Après plus de 5 mois de l’enlèvement de 219 lycéennes par la rébellion Boko Haram, un incident qui avait suscité un émoi international, l’Etat nigérian n’a trouvé d’autre solution, pour sauver ses filles et mettre fin aux violences, que d’entamer un accord avec ce groupe extrémiste. « Un accord de cessez-le-feu a été conclu entre le gouvernement fédéral du Nigeria et Jama’atu Ahlis Sunna Lidda’awati wal-Jihad (groupe pour la prédication et le djihad, plus connu sous le nom de Boko Haram) », a déclaré, samedi, le chef d’état-major de l’armée nigériane, Alex Badeh. Et d’ajouter: « J’ai donné des directives aux chefs des différents corps de l’armée afin que l’on s’assure que ces récents développements soient appliqués sur le terrain », alors que le conflit a, déjà, fait des milliers de morts depuis cinq ans.
En parallèle, le premier secrétaire de la présidence, Hassan Tukur, a affirmé à l’AFP qu’un accord avait été conclu avec le groupe islamiste, mettant fin aux violences et prévoyant la libération de 219 jeunes filles, toujours, portées disparues. « Ils ont accepté de libérer les jeunes filles de Chibok », a-t-il ajouté, faisant référence aux 219 adolescentes toujours portées disparues depuis leur enlèvement, le 14 avril dernier, de leur lycée de Chibok, au nord-est du Nigeria.
Mais cette annonce a été accueillie avec la plus grande prudence. Tout comme la survie du cessez-le-feu. D'ores et déjà, il a été mis en doute par des témoignages, faisant état d’attaques meurtrières de Boko Haram dans le nord-est du pays. Or, la vérification de ces violences dans le nord-est du Nigeria est extrêmement complexe: en raison de l’état d’urgence instauré dans le nord-est du pays, les liaisons téléphoniques sont difficiles et les déplacements presque impossibles.

____________

Poursuivez l'article sur le cessez-le-feu entre le Nigeria et Boko Haram après sa dernière phrase.

____________

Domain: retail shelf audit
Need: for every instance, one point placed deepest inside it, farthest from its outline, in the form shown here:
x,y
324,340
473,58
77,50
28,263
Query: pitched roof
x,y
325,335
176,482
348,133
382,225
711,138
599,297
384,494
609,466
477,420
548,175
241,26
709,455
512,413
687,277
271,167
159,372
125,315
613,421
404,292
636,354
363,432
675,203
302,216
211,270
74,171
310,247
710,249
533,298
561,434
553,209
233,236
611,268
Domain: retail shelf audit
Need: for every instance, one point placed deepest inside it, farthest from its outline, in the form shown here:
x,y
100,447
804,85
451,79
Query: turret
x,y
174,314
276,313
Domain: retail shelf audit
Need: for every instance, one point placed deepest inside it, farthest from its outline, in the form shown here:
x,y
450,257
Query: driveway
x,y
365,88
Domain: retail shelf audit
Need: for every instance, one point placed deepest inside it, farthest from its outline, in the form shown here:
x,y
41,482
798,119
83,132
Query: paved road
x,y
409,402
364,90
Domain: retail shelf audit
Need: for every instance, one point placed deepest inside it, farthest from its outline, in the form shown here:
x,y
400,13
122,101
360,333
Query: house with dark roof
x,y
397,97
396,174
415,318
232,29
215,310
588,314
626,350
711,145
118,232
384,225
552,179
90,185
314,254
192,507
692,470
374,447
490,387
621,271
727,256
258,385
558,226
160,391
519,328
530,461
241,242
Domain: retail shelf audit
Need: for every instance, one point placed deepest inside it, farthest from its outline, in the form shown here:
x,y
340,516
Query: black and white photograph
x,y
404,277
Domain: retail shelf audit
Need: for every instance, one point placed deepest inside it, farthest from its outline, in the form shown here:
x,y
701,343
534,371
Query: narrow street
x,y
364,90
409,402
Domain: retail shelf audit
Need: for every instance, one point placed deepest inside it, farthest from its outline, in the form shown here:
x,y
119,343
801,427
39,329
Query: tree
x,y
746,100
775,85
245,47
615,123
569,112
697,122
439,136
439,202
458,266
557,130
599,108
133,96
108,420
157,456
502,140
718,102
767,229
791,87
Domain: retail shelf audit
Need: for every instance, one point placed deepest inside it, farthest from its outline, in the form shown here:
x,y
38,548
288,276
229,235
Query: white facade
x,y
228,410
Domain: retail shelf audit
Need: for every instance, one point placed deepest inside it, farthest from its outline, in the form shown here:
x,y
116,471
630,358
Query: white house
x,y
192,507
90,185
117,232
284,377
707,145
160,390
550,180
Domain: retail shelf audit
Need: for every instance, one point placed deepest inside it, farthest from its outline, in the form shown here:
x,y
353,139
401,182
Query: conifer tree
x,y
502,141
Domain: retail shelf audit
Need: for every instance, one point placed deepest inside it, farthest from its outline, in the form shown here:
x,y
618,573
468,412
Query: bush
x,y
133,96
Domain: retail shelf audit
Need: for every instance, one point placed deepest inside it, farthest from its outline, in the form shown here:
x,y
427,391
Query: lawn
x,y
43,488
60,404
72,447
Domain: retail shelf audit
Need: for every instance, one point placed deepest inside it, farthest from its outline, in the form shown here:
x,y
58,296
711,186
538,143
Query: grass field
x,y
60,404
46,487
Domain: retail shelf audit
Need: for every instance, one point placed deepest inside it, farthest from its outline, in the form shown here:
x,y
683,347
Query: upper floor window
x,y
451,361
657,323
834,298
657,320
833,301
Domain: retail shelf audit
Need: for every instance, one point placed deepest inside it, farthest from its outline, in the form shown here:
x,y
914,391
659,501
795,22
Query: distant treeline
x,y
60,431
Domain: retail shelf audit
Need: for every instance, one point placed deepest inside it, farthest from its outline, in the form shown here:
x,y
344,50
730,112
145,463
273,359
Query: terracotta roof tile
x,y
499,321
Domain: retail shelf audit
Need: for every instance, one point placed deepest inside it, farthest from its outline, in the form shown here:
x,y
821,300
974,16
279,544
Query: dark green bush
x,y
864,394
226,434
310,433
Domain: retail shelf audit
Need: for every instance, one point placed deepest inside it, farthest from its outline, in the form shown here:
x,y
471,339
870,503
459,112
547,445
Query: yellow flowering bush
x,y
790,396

____________

Réponse attendue:
Aussi, politiquement parlant, le doute persiste toujours sur ce cessez-le-feu, qui survient alors que le président nigérian, Goodluck Jonathan, est censé annoncer sa candidature à sa propre succession, en février prochain, et alors que les questions de sécurité sont au coeur du débat politique. D’autant que le gouvernement et l’armée nigériane ont déjà annoncé, à plusieurs reprises, la fin de l’insurrection armée qui a fait plus de 10000 morts dans le pays, ces cinq dernières années, et la libération imminente des lycéennes, sans que ces déclarations soient suivies d’effets. « Ce genre d’annonce a déjà été fait (par le gouvernement) de nombreuses fois », relève Shehu Sani, avocat et militant des droits de l’homme, impliqué dans de précédentes tentatives de négociations et cité par l’AFP.
Une autre interrogation porte sur la représentativité de Danladi Ahmadu, présenté comme l’émissaire de Boko Haram. « Danladi Ahmadu ne fait pas partie du commandement de Boko Haram et ne parle pas en leur nom autant que je sache », affirme dans un tweet Ahmad Salkida, un journaliste nigérian réputé pour avoir des contacts de haut niveau au sein de Boko Haram. Un chercheur d’International Crisis Group (ICG), Nnamdi Obasi, renchérit: « On ne sait pas exactement qui est le négociateur de Boko Haram et s’il représente tout le groupe ou bien une seule partie ».
A cela s’ajoute une autre question qui porte sur ce que Boko Haram obtiendrait en échange de la libération des lycéennes. Dans le passé, son chef, Abubakar Shekau, avait demandé une libération massive de ses militants, capturés par l’armée nigérienne. « Nous n’avons pas de détails sur ce que Boko Haram aurait obtenu », constate le chercheur d’ICG. Très sceptique, Ryan Cummings, un chef analyste d’Africa at Risk Consultants Red24 (une société basée en Afrique du Sud spécialisée dans la gestion des risques), estime que, même confirmé, un cessez-le-feu ne serait que temporaire. « Boko Haram n’a pas subi assez de pression pour déposer les armes et il est très improbable que le gouvernement nigérian cède à toutes les demandes de la secte », conclut cet expert .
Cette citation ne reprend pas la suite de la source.